== Directions ==
Work out how many lines of the listing hold "decorative" and return that number by itself.

== Data records ==
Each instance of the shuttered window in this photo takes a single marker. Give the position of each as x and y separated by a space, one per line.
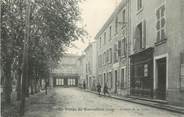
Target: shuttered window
161 22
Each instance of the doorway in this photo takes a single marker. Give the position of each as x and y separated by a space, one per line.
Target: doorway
161 78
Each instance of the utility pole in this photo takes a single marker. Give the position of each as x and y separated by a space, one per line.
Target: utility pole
25 59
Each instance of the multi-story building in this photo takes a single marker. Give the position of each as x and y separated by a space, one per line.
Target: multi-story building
67 72
157 47
82 70
90 59
113 52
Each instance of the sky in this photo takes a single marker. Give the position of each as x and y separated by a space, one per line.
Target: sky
94 14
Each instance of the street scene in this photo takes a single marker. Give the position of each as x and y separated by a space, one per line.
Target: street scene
68 102
92 58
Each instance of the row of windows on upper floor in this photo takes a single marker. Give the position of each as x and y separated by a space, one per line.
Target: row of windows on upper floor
112 55
118 24
140 31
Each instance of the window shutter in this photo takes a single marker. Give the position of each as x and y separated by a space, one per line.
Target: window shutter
144 34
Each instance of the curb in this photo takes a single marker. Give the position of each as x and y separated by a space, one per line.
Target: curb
146 103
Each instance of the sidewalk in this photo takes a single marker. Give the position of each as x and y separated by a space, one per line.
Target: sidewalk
150 103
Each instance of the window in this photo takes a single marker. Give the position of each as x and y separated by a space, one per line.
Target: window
182 72
104 58
146 70
104 37
110 80
139 4
123 48
140 36
160 14
122 78
110 55
119 48
116 25
115 53
110 33
100 42
107 56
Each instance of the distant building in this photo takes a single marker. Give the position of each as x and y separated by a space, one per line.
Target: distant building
67 72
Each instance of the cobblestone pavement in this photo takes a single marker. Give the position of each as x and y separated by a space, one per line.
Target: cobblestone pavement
73 102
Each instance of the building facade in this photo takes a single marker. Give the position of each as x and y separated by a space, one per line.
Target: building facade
113 51
140 51
156 60
90 59
67 72
82 70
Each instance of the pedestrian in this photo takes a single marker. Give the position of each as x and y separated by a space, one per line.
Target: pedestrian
46 85
84 85
99 88
105 89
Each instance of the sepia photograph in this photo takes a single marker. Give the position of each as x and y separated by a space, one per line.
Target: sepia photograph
91 58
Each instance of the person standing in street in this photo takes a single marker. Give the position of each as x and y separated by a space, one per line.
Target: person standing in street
105 89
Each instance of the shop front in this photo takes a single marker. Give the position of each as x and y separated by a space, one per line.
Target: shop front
141 77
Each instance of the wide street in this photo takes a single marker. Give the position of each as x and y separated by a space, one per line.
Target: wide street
74 102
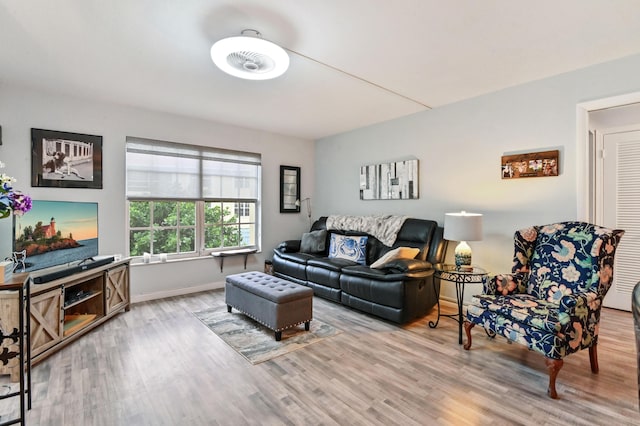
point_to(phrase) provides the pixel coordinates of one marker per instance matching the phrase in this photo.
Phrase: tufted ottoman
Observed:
(273, 302)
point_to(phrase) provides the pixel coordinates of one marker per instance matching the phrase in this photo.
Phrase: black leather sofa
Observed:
(401, 291)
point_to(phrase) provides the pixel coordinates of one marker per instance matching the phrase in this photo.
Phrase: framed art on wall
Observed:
(389, 181)
(289, 189)
(65, 160)
(532, 164)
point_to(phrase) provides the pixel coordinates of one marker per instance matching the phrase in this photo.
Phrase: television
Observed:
(55, 233)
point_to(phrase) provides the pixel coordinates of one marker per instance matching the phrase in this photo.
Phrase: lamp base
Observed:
(463, 254)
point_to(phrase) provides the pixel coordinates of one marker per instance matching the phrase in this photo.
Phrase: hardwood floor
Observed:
(159, 365)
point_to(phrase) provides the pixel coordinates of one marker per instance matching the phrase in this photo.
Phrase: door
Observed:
(46, 320)
(618, 206)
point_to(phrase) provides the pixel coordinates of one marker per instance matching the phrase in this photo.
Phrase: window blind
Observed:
(158, 169)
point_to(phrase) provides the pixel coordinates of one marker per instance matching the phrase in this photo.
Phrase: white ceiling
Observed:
(155, 53)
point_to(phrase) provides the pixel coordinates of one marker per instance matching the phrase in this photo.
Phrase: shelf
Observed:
(86, 297)
(89, 295)
(73, 323)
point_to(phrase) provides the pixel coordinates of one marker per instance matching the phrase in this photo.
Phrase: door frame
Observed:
(583, 166)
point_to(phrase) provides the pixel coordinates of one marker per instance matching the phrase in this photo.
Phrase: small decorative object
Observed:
(389, 181)
(308, 201)
(534, 164)
(12, 200)
(6, 269)
(65, 160)
(289, 189)
(463, 227)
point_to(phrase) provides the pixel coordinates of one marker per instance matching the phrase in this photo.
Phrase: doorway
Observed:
(612, 187)
(617, 202)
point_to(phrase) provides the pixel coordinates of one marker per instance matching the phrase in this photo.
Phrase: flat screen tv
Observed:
(55, 233)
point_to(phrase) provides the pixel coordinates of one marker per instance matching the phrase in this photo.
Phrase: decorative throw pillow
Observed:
(313, 242)
(349, 247)
(398, 253)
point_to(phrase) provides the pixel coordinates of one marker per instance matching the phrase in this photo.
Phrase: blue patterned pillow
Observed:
(349, 247)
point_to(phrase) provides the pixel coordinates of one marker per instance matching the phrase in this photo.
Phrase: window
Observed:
(190, 201)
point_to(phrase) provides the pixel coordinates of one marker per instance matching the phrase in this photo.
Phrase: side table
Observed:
(12, 334)
(460, 275)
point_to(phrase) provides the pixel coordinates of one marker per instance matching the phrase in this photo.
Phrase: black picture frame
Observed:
(65, 159)
(289, 189)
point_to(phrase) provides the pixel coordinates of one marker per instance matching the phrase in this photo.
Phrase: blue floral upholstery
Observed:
(551, 300)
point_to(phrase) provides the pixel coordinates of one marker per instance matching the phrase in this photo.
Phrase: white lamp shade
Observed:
(250, 58)
(463, 226)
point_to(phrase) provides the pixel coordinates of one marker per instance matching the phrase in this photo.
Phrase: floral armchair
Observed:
(551, 301)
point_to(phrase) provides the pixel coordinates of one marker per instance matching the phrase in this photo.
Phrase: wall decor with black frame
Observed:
(65, 160)
(289, 189)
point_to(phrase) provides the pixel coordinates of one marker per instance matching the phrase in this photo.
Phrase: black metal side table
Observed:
(20, 334)
(460, 275)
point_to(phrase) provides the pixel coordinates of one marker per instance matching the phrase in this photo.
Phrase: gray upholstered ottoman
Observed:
(273, 302)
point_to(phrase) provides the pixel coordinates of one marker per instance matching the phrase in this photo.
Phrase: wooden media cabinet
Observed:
(64, 309)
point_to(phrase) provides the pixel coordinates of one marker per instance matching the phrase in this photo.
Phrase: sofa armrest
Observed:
(290, 246)
(579, 315)
(408, 265)
(505, 284)
(578, 307)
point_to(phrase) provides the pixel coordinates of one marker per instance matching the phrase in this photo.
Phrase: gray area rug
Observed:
(256, 342)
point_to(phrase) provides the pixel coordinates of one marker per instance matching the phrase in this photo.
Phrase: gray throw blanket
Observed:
(384, 227)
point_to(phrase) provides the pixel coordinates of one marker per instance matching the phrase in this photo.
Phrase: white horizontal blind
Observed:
(157, 170)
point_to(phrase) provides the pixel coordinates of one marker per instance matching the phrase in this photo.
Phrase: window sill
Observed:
(155, 259)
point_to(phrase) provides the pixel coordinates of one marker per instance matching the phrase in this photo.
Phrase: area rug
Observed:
(256, 342)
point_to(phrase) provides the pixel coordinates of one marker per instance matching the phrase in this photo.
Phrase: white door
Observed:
(618, 207)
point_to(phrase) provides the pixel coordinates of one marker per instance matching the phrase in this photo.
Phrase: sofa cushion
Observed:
(313, 242)
(350, 247)
(397, 253)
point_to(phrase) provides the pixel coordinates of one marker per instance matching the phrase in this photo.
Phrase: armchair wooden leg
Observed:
(467, 329)
(554, 366)
(593, 357)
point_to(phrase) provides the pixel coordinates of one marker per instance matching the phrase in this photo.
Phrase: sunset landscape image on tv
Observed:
(56, 233)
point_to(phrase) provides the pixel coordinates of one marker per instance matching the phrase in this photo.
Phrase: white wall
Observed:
(459, 147)
(22, 108)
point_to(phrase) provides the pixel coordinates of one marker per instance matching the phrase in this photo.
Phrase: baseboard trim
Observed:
(138, 298)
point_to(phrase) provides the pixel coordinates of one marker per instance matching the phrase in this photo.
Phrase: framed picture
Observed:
(65, 160)
(289, 189)
(389, 181)
(533, 164)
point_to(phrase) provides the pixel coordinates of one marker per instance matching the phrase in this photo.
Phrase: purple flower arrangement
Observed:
(12, 200)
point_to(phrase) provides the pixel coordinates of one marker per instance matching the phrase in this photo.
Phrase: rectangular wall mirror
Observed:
(289, 189)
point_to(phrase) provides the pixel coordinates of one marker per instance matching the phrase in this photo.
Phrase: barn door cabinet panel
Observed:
(117, 289)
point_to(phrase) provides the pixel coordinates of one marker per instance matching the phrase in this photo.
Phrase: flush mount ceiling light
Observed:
(250, 57)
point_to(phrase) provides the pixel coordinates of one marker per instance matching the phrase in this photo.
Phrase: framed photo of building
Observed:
(65, 160)
(289, 189)
(533, 164)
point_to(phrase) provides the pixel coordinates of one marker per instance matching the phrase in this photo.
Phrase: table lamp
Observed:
(463, 227)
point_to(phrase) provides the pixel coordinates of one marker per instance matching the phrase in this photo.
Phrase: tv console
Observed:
(65, 308)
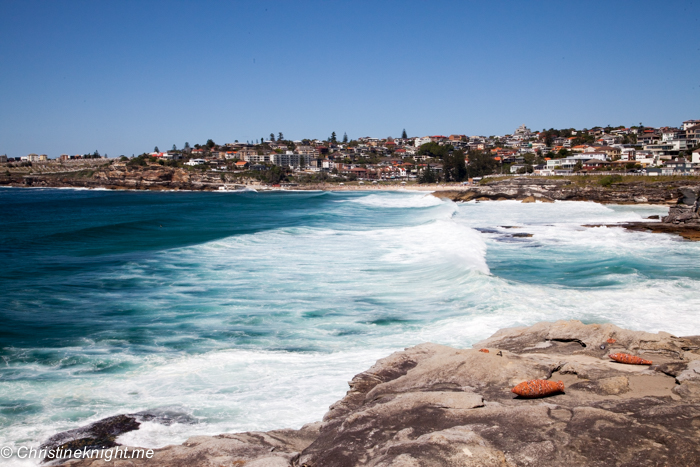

== Response ==
2